Written problem
Take the line that contains "point: dark ponytail, one" and each line after it in the material below, and transcribe them exactly, stopping at the end.

* START Dataset excerpts *

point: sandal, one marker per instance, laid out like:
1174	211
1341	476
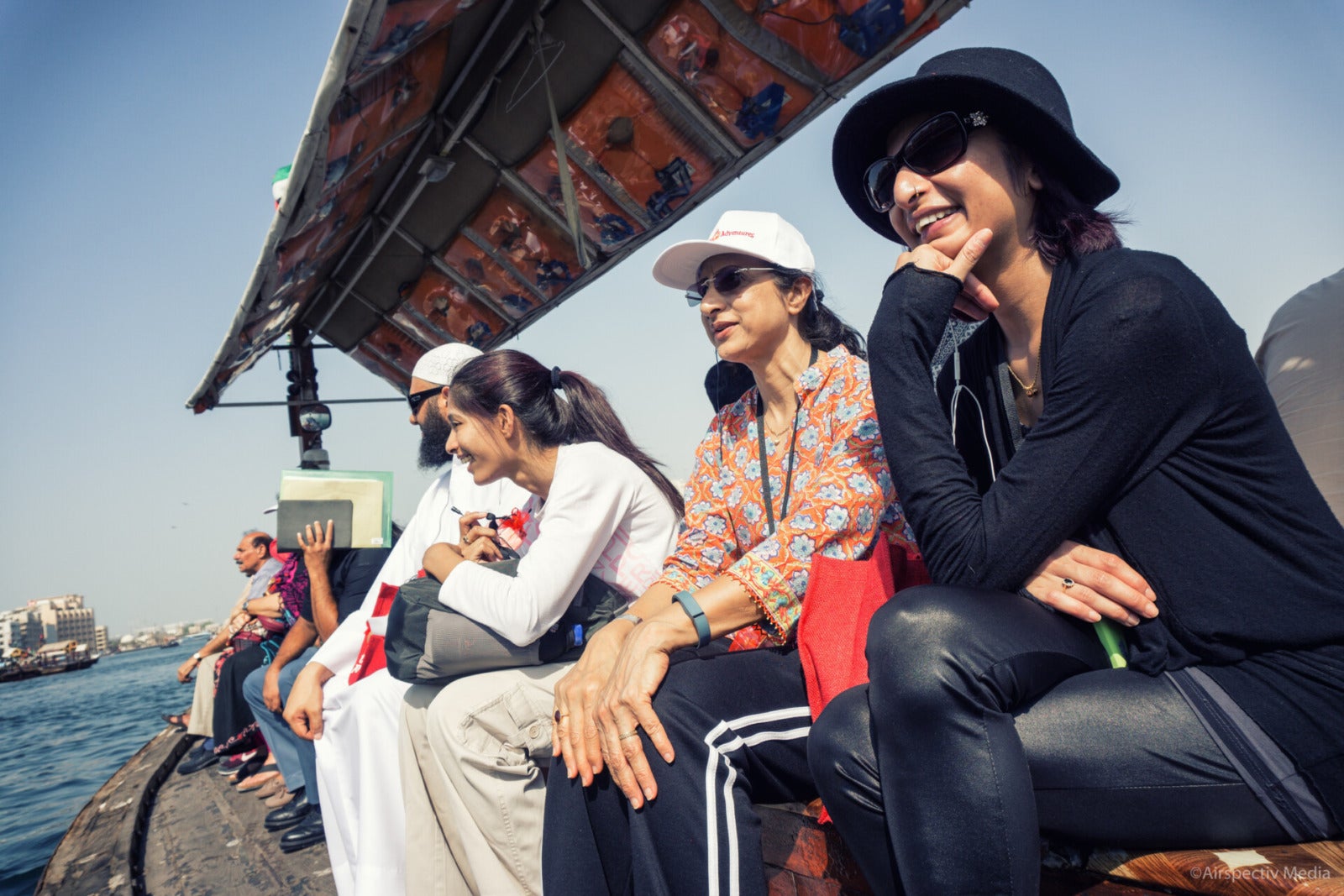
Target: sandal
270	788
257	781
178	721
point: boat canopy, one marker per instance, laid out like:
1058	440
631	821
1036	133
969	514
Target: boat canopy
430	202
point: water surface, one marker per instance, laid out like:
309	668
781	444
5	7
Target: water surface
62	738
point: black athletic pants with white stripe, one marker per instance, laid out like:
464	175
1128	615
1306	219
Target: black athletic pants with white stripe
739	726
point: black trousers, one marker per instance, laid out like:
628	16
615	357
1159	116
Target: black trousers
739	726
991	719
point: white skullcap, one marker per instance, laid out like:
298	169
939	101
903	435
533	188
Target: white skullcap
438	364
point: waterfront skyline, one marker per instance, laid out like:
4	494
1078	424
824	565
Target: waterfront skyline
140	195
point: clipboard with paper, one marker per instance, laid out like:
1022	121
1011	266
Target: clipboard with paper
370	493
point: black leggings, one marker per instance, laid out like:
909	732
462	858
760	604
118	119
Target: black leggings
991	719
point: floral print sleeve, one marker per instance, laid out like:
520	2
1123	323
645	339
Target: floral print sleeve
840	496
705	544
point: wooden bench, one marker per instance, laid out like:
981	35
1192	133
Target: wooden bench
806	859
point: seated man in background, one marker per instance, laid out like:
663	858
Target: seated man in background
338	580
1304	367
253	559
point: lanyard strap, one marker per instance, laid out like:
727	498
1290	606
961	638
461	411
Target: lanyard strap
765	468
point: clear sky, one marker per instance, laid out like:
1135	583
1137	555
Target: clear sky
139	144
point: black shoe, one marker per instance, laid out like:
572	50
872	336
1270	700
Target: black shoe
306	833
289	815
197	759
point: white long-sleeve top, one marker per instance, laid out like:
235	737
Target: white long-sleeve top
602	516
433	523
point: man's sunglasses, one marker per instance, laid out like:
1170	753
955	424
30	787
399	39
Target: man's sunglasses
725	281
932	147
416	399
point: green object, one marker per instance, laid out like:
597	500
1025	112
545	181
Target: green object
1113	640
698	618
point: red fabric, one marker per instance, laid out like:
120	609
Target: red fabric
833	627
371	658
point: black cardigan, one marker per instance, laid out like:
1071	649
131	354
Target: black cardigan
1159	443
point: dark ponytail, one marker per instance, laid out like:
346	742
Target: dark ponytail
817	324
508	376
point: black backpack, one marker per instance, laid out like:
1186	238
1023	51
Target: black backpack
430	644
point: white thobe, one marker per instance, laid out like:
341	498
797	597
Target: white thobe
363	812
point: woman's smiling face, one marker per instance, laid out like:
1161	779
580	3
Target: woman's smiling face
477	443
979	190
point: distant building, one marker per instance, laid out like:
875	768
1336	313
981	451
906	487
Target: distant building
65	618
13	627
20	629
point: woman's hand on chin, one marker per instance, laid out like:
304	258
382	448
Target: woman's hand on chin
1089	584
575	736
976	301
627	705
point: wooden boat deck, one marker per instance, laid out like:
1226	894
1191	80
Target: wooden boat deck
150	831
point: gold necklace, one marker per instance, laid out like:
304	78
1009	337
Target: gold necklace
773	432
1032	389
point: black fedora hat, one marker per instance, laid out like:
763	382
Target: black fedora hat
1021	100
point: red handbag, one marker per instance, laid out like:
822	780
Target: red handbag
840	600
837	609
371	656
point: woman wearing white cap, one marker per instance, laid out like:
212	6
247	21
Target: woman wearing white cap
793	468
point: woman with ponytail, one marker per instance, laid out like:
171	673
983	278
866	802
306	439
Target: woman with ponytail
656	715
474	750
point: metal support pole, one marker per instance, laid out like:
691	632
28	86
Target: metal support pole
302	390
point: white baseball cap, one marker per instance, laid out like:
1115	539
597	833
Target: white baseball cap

* END Dataset excerpts *

Solution to this task
point: dark ponytail, one marker per instance, laid out like:
346	742
Target: dark ponytail
817	324
508	376
point: black backpack, one marker per instance, laid out like:
1186	238
1023	51
Target: black backpack
430	644
point: white thobe, one marker per instance, laid out like:
341	498
797	597
Target: white thobe
363	812
point: woman's smiling face, one marker per instance, laid out like:
1161	779
580	3
Target: woman's smiling face
477	443
979	190
point: distant building, one marker per instance, laid out like:
875	768
1336	313
981	451
906	487
Target: distant building
65	618
13	627
20	629
point: woman's hand on chin, one marker per instance, laid out like:
304	258
382	448
Target: woman's hand on chin
1089	584
575	736
976	301
627	705
point: wooden boat deck, one marker per instance, laid out like:
1226	894
1191	80
Target: wooden boat deck
150	831
point: gold necklace, one marker per instance, laid out like:
304	78
1009	337
Target: gold necklace
773	432
1032	389
point: black fedora hat, one marker per instance, laid out like:
763	382
Target: black fedora hat
1021	100
point: red handbag, one marker per instance, laid out like:
822	780
Target: red handbag
840	600
837	609
371	656
point: woman wearing white cap, one marker per instance, laid out like:
212	6
247	21
Target: woman wearing white cap
793	468
point: woman with ponytail, one marker per instance, laid out like:
171	673
983	278
866	802
306	439
Target: woman with ponytail
656	715
474	750
point: metal support pole, one marker per instance, laid out like:
691	632
28	86
Target: metal support pole
302	390
point: white baseball cap, one marker per instance, laid out like:
1115	539
597	833
Target: white baseball cap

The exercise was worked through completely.